Work required:
Transcribe the records that follow exactly. Skip the pictures.

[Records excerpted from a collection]
----------------------------------------
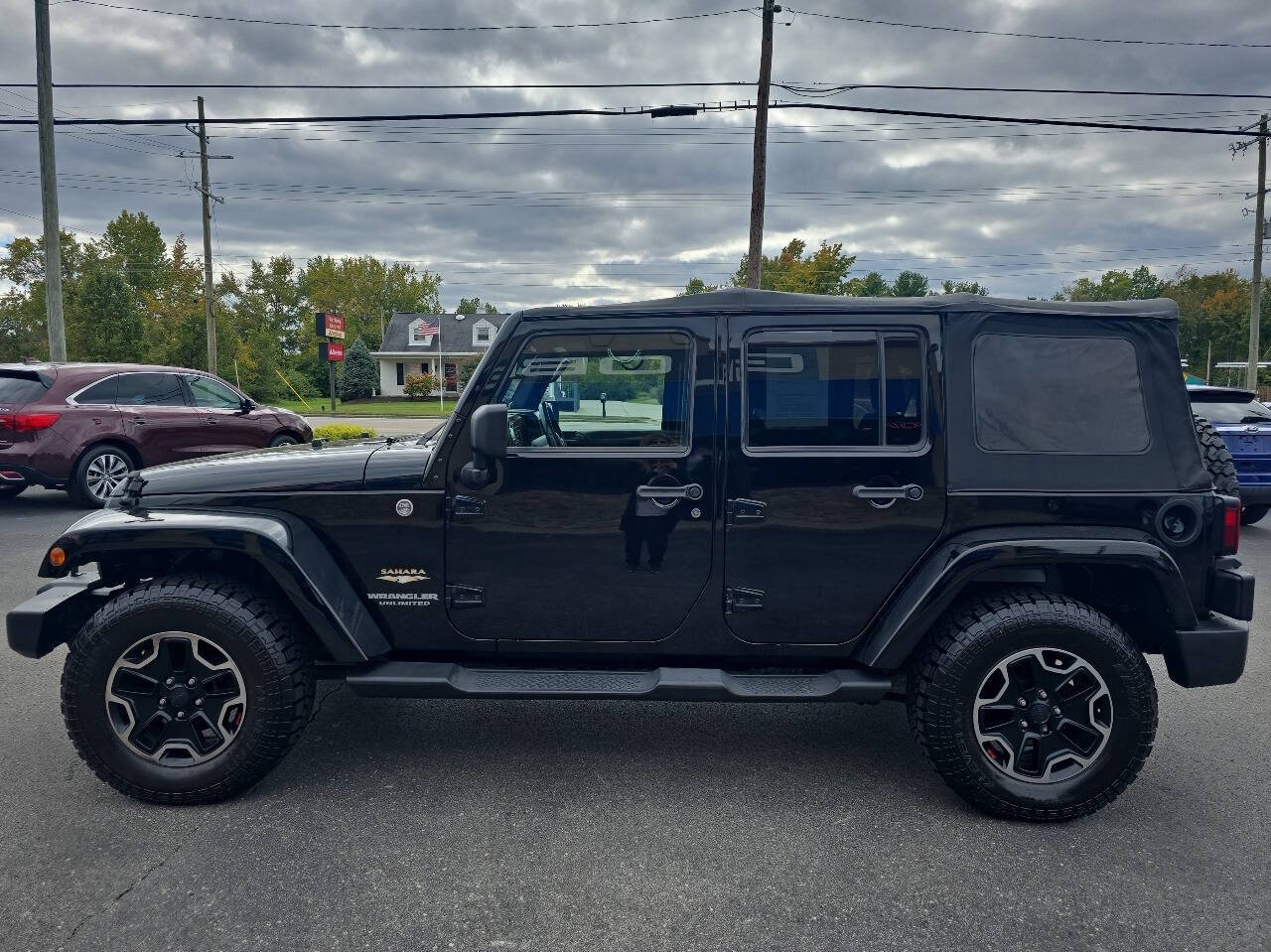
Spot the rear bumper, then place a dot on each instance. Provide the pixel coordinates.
(1212, 652)
(54, 614)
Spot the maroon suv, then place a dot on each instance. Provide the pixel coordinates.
(84, 426)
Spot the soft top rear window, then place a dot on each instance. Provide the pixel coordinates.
(1047, 394)
(1251, 412)
(19, 388)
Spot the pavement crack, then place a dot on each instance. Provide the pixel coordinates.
(145, 875)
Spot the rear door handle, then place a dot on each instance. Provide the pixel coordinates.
(668, 492)
(913, 492)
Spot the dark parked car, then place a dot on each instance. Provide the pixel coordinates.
(85, 426)
(1244, 426)
(802, 499)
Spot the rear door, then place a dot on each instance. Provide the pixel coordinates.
(835, 475)
(157, 417)
(226, 425)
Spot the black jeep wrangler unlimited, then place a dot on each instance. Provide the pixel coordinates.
(992, 510)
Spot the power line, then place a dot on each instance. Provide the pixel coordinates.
(788, 86)
(409, 28)
(639, 111)
(1017, 36)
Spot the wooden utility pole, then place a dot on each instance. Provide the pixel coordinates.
(1251, 377)
(755, 255)
(49, 187)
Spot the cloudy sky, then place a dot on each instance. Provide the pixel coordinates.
(577, 209)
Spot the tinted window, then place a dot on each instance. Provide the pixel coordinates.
(150, 390)
(1058, 394)
(212, 393)
(1251, 412)
(17, 390)
(616, 390)
(99, 393)
(822, 388)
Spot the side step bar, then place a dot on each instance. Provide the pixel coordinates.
(426, 679)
----------------------------------------
Expected answer:
Spot the rear bumper, then place a dot on each instance. Provide the pixel coordinates.
(1212, 652)
(54, 614)
Spot the maroon suv, then place a dot on each instance. Provide the pixel coordinates.
(84, 426)
Spot the soft top rear window, then place a dot on each instance. Provide the pixel coordinates.
(1047, 394)
(1251, 412)
(19, 388)
Spot the pavement crack, then place a dot on each instance. Provide the pixel coordinates.
(145, 875)
Spot the rear door handle, then place a dot on each instance. Provide the pixel coordinates.
(668, 492)
(913, 492)
Spot the dark parked car, then place a dot on each instance. Provide the pixel coordinates.
(85, 426)
(1244, 426)
(802, 499)
Spot the rear door, then place a dot on each instance. Provide the pixel coordinates.
(835, 475)
(157, 417)
(226, 425)
Spot the black jeep wrangler unlimited, then place a dot on each instance. Provide the pixel coordinates.
(992, 510)
Spot the power line, then place a dot on each instance. Provide the pixel coordinates.
(788, 86)
(409, 28)
(639, 111)
(1017, 36)
Spot the wooden utility pole, then place a dot on each instance. Provide the pixel coordinates.
(1251, 377)
(755, 255)
(49, 187)
Spot the cloudy sky, then place a dot on each instance. Provide the pixel coordinates.
(577, 209)
Spot the tinted window, then place a dot on each instance. Provide the pixel coordinates.
(150, 390)
(1058, 394)
(212, 393)
(1251, 412)
(17, 390)
(616, 390)
(99, 393)
(822, 388)
Spot the side step bar, then place a dot on each instance. Provide the pixel coordinates.
(426, 679)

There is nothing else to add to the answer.